* **Exercise instructions**
Each entry shown below is to be reproduced exactly.

* **Data to examine**
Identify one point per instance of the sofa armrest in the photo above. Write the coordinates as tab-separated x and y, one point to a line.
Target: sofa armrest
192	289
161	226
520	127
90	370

* **Response for this exercise**
Identify one point per instance of the sofa armrest in the photo above. Write the coordinates as tab-separated x and y, one point to a line.
Target: sofa armrest
192	289
161	226
520	127
90	370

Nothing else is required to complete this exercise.